■ Work item: Each line from the one containing "Need: one point per instance of the metal pole, each" to the end of the records below should be restated word for word; please leave out all other lines.

■ Input:
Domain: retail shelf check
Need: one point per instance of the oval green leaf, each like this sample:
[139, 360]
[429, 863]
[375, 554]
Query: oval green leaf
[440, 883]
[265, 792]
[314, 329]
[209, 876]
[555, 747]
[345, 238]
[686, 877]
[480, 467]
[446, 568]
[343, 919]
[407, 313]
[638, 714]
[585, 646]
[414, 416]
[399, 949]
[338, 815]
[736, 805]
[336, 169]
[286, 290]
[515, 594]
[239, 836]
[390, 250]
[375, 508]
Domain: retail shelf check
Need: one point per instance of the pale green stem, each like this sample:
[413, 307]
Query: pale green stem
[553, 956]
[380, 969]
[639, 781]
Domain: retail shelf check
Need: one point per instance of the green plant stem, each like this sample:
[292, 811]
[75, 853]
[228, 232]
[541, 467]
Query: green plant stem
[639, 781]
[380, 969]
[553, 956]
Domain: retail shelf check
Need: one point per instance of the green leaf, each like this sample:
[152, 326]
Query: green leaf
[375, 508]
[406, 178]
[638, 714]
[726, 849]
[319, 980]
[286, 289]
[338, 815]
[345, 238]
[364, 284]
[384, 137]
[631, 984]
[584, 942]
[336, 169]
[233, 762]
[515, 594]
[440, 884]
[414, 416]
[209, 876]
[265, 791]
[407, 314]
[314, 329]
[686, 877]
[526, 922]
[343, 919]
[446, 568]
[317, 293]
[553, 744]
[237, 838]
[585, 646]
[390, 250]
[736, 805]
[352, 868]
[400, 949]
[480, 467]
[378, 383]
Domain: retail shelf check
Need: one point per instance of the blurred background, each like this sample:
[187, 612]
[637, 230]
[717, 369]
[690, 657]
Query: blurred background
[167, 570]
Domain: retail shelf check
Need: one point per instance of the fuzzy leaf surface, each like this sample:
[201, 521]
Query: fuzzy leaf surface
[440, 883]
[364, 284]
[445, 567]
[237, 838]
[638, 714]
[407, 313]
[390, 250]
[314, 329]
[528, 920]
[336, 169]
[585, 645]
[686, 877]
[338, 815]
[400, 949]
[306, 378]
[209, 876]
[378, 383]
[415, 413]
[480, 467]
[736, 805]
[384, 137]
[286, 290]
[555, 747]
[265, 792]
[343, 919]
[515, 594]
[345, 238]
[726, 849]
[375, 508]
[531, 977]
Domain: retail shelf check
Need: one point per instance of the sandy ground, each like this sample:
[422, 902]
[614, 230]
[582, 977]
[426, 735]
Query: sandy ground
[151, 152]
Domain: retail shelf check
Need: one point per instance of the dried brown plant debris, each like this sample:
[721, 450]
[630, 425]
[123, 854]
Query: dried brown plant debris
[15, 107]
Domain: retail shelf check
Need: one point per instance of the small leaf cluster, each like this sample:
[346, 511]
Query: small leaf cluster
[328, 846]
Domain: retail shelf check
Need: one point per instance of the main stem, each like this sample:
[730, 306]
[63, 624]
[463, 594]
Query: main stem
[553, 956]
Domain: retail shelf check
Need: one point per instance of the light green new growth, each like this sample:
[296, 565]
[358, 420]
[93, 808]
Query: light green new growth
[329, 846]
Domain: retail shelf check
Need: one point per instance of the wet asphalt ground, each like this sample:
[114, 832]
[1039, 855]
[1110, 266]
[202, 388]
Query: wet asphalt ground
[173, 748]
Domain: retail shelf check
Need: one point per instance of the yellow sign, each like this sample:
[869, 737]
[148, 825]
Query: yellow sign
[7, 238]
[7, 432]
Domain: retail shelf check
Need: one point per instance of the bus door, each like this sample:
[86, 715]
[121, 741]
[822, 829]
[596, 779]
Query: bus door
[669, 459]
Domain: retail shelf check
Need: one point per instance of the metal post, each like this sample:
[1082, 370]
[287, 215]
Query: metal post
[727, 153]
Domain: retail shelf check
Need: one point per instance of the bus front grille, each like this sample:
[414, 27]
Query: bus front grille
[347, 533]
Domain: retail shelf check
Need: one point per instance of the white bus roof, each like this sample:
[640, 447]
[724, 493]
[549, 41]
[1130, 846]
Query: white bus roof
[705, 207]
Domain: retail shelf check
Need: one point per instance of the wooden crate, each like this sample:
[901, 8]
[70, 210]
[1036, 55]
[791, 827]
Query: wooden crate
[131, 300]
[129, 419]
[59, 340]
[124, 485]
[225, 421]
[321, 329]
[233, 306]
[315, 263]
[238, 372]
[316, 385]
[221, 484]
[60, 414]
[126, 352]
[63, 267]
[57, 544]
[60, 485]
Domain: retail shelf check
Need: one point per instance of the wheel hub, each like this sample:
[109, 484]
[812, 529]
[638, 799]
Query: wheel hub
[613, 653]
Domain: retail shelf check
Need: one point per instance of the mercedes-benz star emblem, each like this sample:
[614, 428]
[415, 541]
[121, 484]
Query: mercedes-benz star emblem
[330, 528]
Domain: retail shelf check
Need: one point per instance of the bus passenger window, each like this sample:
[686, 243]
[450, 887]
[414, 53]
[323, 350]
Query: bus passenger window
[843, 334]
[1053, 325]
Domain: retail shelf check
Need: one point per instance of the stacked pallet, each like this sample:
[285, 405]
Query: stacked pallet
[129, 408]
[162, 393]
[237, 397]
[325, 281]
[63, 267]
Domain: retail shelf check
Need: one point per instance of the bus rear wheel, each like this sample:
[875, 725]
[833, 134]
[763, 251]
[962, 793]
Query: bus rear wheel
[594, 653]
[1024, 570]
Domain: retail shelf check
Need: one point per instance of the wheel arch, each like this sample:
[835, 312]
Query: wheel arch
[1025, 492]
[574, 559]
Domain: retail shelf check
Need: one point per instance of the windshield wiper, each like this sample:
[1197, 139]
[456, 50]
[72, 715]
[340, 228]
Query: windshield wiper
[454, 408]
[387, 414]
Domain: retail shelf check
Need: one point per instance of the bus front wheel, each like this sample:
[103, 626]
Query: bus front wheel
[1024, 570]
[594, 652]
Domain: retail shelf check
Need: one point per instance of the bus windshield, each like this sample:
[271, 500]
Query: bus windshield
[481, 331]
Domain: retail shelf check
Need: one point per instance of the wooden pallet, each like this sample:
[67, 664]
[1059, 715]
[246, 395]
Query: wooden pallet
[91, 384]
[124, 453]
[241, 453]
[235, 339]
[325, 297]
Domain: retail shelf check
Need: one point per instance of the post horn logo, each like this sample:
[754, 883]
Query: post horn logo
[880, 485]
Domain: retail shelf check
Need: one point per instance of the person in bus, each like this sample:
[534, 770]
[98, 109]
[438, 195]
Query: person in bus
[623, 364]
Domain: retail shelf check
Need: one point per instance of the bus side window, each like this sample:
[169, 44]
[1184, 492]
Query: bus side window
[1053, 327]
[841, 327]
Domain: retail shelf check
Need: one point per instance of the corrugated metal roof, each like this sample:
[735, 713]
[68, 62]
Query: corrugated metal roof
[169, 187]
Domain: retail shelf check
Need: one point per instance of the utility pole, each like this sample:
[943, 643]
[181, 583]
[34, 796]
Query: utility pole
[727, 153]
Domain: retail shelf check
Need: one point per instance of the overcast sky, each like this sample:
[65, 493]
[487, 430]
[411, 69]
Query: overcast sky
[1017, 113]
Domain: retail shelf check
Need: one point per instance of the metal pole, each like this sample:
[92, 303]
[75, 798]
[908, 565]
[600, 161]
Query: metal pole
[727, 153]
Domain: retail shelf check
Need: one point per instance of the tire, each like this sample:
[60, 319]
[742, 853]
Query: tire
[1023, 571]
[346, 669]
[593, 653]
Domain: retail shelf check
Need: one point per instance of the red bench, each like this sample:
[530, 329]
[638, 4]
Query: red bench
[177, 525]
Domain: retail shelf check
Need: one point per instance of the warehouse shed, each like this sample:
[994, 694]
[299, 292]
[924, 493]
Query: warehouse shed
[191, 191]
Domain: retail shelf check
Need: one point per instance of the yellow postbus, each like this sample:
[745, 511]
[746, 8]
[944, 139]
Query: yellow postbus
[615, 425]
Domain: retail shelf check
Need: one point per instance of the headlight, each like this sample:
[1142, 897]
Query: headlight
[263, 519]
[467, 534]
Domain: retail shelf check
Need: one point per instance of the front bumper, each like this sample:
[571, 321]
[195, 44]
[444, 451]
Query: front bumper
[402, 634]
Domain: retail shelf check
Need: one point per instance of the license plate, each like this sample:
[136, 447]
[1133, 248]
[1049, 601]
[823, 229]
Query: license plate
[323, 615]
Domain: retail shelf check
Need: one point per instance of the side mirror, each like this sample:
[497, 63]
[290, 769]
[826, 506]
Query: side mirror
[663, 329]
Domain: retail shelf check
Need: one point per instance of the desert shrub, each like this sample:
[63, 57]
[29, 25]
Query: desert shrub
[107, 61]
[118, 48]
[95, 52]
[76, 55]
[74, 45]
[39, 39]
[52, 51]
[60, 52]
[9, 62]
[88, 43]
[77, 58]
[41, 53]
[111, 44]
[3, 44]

■ Finished task:
Need: one point per instance of the metal pole, each like this sample:
[92, 303]
[75, 798]
[908, 565]
[600, 161]
Query: metal pole
[727, 153]
Domain: retail shelf check
Need: one point per instance of the tire, each like this sample:
[60, 319]
[742, 853]
Query: tire
[1023, 571]
[346, 669]
[593, 653]
Domain: retail shelf check
Need: one point per instance of the red bench, each like this sample:
[530, 329]
[638, 4]
Query: red bench
[177, 525]
Domain: retail shelf check
Need: one point per instance of the warehouse shed, each like this sample:
[994, 694]
[299, 292]
[924, 493]
Query: warehouse shed
[191, 191]
Domain: retail shelf check
Need: one point per instance of the yellow postbus, each like this sample:
[745, 511]
[746, 8]
[944, 139]
Query: yellow postbus
[615, 425]
Domain: retail shelf check
Need: one point per instance of the headlight, each like this sample:
[1142, 897]
Query: headlight
[263, 519]
[467, 534]
Domain: retail shelf check
Need: one point per instance of the front bumper, each like this sample:
[571, 321]
[195, 44]
[444, 451]
Query: front bumper
[402, 634]
Domain: retail shelf check
Need: one point per instance of the license plate, each like this sample:
[136, 447]
[1133, 248]
[1049, 601]
[823, 229]
Query: license plate
[323, 615]
Domain: retail shelf check
Need: one point per instance of the side mirror, each like this sample:
[497, 63]
[290, 769]
[826, 506]
Query: side mirror
[663, 329]
Domain: retail shelf check
Need: one point per instance of the desert shrub, each like this sample:
[63, 57]
[29, 25]
Query: desert shrub
[107, 61]
[118, 48]
[95, 52]
[76, 55]
[74, 45]
[39, 39]
[52, 51]
[60, 52]
[9, 62]
[88, 43]
[77, 58]
[41, 53]
[111, 44]
[3, 44]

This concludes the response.